▶ Extrait du texte
▬▬▬▬▬▬
Le (re)gain d’intérêt pour la discipline et des changements réglementaires importants suscitent l’appétit de nombreux investisseurs pour les écuries de Formule 1. Une tendance qui entraine une forte appréciation de la valorisation des 10 équipes concourant dans la discipline. Ces dernières peuvent-elles devenir à terme les actifs les plus précieux du sport mondial ? Décryptage.
Plus de 1 Md$. C’est le montant refusé en 2023 par Red Bull concernant le rachat de sa « petite » écurie Alpha Tauri désormais rebaptisée Racing Bulls. Une offre à 10 chiffres qui n’était nullement envisageable dans la discipline il y a tout juste une poignée de saisons ! En 2021, Sauber a ainsi failli vendre son écurie à Andretti Autosport sur la base d’une valorisation de 350 m$ (315 m€) avant de se raviser et de céder son entité au constructeur allemand Audi contre un chèque deux fois plus élevé.
Cette appréciation des valorisations est symbolisée par l’étude Forbes régulièrement mise à jour. Alors qu’en 2019, la valorisation moyenne d’une écurie se situait autour des 500 m$ (450 m€) selon le média américain, cette dernière a bondi de… 276% lors de la dernière édition réalisée en 2023 pour atteindre 1,88 Md$ (1,70 Md€) ! Désormais, les leaders du classement, à savoir Ferrari ou Mercedes, se situent autour des 4 Mds$.
Valorisation Forbes réalisée en 2023
Et les transactions dernièrement recensées au sein de la discipline confirment cette évolution. Alors qu’Ineos a acquis en 2022 un tiers des parts de l’écurie Mercedes sur la base d’une valorisation à 850 m$ (767 m€) ; les montants se sont envolés ces derniers mois. Un consortium américain mené par Red Bird Capital Partners et Otro Capital a ainsi acquis en 2023 une participation minoritaire dans l’écurie Alpine F1 pour une valorisation d’entreprise estimée à un peu plus de 900 m$. Plus récemment encore, le fonds américain Arctos est entré au capital d’Aston Martin F1 sur la base d’une valeur d’entreprise de l’ordre de 1,2 Md$.
Forte hausse des revenus en F1
Depuis le rachat de la discipline par Liberty Media, la Formule 1 est parvenue à sensiblement développer ses revenus. Pour de nombreux observateurs, la série Drive to Survive diffusée sur Netflix constitue l’élément clé ayant initié ce cercle vertueux. « Le succès de la série Drive to Survive a ouvert de nouveaux marchés à la F1, d’un point de vue géographique mais aussi démographique » nous éclaire Christina Philippou, Professeur Associé en Finance du Sport à l’Université de Portsmouth.
▬▬▬▬▬▬
▶ Exercice court A
Les affirmations suivantes concordent-elles avec le texte sur les écuries de Formule 1 ? Répondez oui ou non pour chacune, en citant mot pour mot les termes du texte qui tranchent : (i) En 2023, Red Bull a refusé plus de 1 Md$ pour le rachat d’Alpha Tauri ; (ii) En 2021, Sauber a vendu son écurie à Andretti Autosport ; (iii) En 2022, Ineos a acquis la moitié des parts de l’écurie Mercedes.
▶ Exercice court B
Veuillez recopier mot pour mot, dans le texte sur les écuries de Formule 1, le passage allant de « Cette appréciation des » jusqu’à « des 4 Mds$. ».

▶ Données brutes
▬▬▬▬▬▬
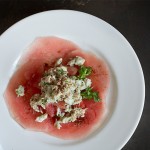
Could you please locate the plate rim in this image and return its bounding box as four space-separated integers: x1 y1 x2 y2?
▬▬▬▬▬▬
▶ Corrigé A
(i) Oui : « Plus de 1 Md$. C’est le montant refusé en 2023 par Red Bull »
(ii) Non : « Sauber a ainsi failli vendre son écurie à Andretti Autosport »
(iii) Non : « Ineos a acquis en 2022 un tiers des parts de l’écurie Mercedes »

▶ Corrigé B
Cette appréciation des valorisations est symbolisée par l’étude Forbes régulièrement mise à jour. Alors qu’en 2019, la valorisation moyenne d’une écurie se situait autour des 500 m$ (450 m€) selon le média américain, cette dernière a bondi de… 276% lors de la dernière édition réalisée en 2023 pour atteindre 1,88 Md$ (1,70 Md€) ! Désormais, les leaders du classement, à savoir Ferrari ou Mercedes, se situent autour des 4 Mds$.